_WORK TO COMPLETE_: Report every line below that carries the word "rough".

_DATA IN THIS EXERCISE_:
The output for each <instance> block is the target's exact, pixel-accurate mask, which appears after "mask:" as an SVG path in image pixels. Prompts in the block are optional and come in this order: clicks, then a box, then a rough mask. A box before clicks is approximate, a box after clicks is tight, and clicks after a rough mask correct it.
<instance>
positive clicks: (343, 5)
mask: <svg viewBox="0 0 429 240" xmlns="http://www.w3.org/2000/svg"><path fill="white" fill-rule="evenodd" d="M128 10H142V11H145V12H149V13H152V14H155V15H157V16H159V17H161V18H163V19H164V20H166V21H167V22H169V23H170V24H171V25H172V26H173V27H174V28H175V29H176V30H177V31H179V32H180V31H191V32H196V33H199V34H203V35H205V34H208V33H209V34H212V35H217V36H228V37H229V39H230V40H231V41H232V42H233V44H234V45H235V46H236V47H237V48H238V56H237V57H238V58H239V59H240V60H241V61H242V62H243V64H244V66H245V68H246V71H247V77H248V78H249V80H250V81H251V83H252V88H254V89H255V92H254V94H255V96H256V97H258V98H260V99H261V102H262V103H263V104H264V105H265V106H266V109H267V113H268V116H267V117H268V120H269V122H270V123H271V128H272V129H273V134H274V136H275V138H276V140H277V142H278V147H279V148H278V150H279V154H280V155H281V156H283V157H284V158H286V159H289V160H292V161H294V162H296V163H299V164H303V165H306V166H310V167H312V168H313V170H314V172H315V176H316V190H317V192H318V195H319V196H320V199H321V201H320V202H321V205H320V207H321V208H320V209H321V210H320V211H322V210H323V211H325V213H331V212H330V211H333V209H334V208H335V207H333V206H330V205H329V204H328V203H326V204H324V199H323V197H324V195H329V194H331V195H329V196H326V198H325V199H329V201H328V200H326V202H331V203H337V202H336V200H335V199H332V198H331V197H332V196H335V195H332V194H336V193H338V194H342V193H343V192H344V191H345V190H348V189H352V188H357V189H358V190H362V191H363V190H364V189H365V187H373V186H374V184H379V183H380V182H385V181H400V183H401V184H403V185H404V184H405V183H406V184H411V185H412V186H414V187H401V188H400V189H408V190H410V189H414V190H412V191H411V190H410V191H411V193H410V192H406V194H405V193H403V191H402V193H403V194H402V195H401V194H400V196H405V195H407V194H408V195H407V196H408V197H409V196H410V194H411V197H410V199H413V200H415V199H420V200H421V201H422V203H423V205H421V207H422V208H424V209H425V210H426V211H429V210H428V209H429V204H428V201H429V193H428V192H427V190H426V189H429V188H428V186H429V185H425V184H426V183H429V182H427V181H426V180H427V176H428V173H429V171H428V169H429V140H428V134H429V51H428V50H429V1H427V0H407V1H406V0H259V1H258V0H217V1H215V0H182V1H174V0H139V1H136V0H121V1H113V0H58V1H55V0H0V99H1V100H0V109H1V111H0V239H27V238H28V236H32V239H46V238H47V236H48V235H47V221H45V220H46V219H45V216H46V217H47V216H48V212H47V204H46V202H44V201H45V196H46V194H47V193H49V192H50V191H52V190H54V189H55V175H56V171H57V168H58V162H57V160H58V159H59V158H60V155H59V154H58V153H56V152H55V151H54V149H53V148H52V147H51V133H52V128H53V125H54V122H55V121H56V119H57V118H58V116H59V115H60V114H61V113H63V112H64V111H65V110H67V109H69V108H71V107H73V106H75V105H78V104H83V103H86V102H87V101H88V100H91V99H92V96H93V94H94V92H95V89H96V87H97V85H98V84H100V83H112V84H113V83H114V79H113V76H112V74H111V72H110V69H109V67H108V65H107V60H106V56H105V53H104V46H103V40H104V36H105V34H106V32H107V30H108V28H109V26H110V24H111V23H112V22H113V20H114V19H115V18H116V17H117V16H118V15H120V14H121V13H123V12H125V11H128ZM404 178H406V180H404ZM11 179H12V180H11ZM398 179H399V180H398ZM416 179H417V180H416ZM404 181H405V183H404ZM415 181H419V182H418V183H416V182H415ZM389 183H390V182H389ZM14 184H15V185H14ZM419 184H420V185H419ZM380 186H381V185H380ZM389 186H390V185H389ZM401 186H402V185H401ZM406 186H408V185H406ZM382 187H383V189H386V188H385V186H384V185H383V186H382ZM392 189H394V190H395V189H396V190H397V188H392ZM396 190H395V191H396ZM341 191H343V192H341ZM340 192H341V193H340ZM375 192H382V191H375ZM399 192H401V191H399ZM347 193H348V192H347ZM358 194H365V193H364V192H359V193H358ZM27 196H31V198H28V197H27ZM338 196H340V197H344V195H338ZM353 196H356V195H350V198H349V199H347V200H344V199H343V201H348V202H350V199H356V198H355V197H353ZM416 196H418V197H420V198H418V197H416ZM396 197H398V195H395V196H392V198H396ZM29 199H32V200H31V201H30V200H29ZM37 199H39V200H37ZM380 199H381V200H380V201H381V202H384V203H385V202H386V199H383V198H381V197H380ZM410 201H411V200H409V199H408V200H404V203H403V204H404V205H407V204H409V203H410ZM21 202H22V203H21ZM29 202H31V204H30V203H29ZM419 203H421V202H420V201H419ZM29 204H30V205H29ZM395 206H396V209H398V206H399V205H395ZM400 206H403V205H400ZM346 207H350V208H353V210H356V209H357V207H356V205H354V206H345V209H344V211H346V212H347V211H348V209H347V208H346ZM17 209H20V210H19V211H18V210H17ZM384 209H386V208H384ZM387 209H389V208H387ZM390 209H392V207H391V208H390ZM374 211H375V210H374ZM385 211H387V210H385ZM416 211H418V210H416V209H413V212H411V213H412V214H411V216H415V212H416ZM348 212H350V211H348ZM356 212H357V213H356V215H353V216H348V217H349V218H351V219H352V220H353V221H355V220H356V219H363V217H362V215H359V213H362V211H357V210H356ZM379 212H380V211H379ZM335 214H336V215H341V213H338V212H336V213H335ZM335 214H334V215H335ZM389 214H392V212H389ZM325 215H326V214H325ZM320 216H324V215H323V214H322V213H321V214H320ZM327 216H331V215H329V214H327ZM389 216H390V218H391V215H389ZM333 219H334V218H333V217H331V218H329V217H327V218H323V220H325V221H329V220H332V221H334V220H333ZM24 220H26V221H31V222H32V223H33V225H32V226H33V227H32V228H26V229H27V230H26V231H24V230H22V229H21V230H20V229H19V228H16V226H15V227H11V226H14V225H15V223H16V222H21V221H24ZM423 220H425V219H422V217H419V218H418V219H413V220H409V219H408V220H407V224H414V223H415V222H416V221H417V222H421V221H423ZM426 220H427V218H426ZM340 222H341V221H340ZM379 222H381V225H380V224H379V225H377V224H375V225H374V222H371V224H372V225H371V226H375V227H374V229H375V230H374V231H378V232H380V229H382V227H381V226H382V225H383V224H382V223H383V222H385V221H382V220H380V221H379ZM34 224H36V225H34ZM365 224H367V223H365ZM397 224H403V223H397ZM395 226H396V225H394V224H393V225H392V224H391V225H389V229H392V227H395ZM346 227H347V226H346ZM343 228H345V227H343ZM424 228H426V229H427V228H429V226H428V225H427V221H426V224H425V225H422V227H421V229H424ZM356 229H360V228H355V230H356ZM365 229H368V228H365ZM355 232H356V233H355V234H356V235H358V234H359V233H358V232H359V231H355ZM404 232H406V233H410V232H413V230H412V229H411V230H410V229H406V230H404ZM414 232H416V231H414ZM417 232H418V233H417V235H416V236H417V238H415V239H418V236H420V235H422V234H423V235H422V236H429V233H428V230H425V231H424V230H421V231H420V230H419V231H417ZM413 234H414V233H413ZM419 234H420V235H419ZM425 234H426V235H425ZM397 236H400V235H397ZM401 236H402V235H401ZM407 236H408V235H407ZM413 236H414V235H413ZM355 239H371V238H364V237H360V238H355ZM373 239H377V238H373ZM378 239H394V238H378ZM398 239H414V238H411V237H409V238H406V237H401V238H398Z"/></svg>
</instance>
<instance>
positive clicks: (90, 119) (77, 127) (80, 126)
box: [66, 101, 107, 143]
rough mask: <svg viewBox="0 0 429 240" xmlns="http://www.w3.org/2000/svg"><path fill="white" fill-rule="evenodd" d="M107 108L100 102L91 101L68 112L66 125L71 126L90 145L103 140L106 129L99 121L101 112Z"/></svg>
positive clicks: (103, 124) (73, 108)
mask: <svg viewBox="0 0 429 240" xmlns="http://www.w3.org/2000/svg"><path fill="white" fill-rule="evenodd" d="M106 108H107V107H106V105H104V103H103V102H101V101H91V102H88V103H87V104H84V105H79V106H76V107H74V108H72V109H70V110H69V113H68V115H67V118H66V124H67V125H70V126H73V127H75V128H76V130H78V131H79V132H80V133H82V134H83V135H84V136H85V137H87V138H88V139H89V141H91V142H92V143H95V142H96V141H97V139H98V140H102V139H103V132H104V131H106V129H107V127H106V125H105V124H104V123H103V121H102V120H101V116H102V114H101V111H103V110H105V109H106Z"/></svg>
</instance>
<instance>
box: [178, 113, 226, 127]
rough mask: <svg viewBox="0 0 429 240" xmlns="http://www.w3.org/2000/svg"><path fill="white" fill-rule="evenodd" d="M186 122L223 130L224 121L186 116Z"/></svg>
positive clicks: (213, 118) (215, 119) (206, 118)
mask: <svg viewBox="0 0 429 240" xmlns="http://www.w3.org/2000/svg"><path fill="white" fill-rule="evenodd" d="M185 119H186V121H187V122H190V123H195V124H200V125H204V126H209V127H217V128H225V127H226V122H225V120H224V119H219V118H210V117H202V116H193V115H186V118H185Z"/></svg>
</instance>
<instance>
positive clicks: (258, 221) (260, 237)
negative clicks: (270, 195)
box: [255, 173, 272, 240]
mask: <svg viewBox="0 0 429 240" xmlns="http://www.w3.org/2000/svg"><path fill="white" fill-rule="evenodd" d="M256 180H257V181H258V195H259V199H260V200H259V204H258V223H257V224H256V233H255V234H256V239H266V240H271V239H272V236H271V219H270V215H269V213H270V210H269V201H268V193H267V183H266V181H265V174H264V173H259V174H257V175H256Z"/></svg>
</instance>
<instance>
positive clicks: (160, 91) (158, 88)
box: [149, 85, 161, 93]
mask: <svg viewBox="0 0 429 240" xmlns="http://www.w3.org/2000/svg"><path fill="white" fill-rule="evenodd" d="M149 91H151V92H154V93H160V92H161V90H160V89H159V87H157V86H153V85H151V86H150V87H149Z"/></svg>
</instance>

_RESPONSE AREA_:
The output for each <instance> block is the target's exact, pixel-accurate mask, which appears after "mask:" as an SVG path in image pixels. Prompts in the block are optional and come in this order: clicks, then a box, then a rough mask. A box before clicks is approximate, a box after clicks is tight, and clicks after a rough mask correct it.
rough mask: <svg viewBox="0 0 429 240" xmlns="http://www.w3.org/2000/svg"><path fill="white" fill-rule="evenodd" d="M107 108L100 102L91 101L68 112L66 125L71 126L90 145L103 140L106 129L99 121L101 112Z"/></svg>
rough mask: <svg viewBox="0 0 429 240" xmlns="http://www.w3.org/2000/svg"><path fill="white" fill-rule="evenodd" d="M186 122L223 130L224 121L186 116Z"/></svg>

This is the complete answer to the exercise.